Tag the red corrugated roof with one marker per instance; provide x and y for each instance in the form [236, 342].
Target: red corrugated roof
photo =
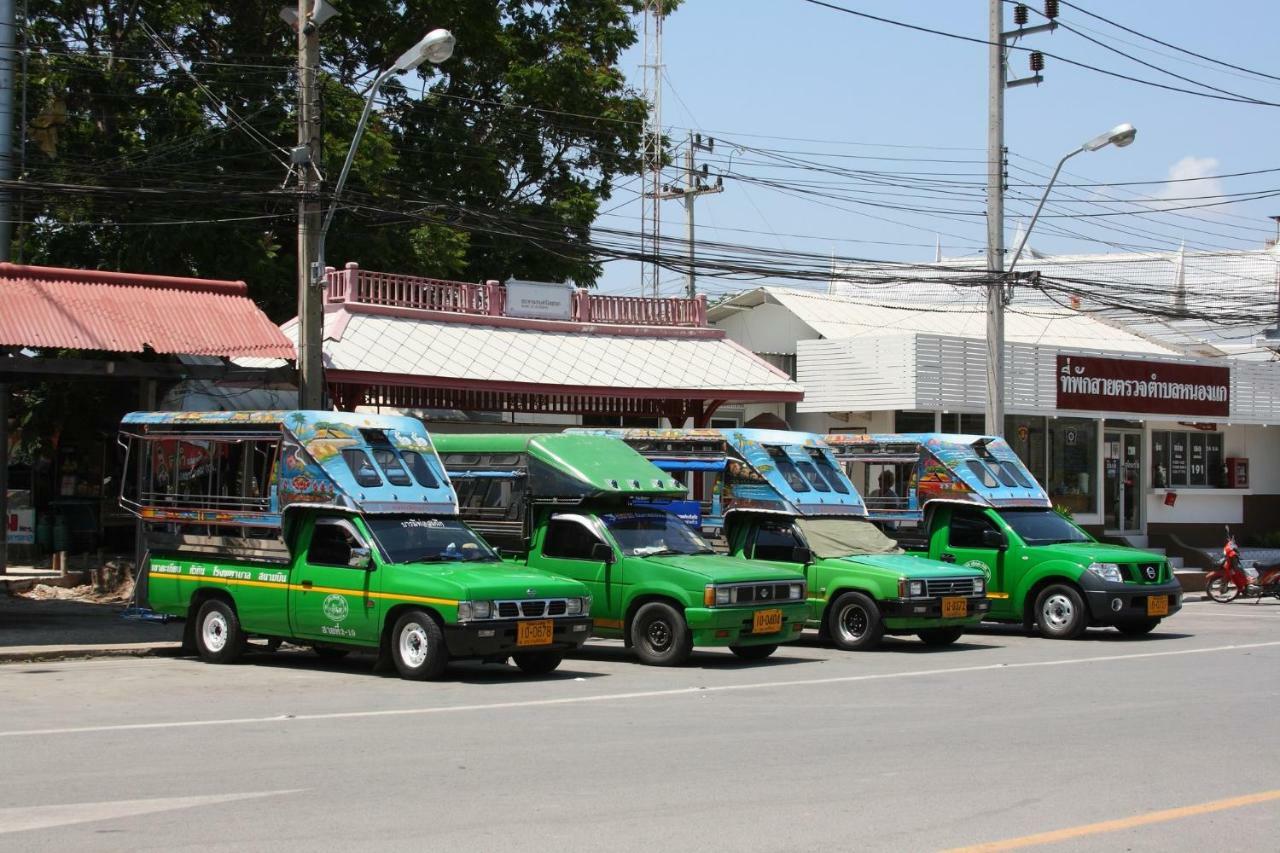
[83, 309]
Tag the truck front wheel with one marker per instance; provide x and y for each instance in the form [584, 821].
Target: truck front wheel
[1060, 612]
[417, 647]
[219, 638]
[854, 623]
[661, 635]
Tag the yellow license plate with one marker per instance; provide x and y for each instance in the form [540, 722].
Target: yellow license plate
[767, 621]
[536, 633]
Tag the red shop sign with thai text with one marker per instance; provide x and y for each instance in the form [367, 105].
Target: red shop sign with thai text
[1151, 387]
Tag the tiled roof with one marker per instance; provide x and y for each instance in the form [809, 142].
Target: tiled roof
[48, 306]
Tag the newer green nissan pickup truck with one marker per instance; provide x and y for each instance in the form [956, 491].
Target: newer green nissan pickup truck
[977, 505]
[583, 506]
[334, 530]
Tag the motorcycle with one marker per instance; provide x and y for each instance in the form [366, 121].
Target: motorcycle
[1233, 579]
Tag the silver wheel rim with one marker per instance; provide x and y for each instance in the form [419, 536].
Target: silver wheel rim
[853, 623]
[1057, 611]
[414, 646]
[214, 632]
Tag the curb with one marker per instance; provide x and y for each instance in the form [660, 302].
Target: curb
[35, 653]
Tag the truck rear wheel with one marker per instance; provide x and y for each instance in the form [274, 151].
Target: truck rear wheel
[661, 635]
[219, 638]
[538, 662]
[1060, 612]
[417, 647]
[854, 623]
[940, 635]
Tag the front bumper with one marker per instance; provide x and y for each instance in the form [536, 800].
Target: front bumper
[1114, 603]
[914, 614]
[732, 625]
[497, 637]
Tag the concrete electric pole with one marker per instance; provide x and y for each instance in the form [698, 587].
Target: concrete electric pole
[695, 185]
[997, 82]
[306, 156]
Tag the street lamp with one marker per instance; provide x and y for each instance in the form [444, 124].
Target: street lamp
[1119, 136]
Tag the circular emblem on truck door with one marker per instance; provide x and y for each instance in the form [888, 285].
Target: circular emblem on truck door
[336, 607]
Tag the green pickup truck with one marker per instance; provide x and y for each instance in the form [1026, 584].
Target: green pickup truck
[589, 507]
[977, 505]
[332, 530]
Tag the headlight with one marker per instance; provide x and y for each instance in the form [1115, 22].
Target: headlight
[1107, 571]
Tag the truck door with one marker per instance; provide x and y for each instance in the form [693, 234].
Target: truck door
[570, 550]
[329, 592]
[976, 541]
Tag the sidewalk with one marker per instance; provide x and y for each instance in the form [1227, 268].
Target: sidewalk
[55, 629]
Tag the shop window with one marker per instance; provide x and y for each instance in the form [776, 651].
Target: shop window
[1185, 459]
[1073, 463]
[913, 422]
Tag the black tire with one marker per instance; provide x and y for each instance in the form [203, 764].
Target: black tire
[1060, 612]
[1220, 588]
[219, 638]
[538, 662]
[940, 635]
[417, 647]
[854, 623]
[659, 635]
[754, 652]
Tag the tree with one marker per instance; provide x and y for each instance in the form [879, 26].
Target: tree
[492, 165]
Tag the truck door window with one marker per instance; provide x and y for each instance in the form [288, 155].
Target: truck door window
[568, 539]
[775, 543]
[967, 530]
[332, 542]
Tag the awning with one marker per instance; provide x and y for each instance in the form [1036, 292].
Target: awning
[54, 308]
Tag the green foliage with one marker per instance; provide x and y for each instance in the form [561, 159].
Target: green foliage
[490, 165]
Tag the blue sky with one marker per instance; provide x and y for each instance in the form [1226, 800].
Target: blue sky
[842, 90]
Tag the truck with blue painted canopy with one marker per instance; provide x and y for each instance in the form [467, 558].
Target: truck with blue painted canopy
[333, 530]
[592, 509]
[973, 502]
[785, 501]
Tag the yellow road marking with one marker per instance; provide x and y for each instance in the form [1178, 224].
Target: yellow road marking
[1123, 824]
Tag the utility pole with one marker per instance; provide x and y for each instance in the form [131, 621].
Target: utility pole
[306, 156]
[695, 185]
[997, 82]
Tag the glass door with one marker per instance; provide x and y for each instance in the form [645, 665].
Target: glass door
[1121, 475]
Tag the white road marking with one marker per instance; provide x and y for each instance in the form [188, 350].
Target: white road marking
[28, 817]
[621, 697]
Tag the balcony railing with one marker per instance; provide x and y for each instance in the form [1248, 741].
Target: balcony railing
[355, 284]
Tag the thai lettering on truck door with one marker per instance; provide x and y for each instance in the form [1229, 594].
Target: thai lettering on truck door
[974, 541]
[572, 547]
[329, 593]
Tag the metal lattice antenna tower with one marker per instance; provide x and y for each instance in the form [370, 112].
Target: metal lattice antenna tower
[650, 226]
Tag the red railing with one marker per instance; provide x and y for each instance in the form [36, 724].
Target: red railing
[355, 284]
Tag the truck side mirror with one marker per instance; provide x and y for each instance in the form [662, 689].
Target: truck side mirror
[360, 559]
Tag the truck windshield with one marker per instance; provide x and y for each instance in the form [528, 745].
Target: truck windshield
----
| EXERCISE DIRECTIONS |
For the listing above, give the number of lines in which the string "corrugated" occurs, and nothing else.

| RESPONSE BOX |
2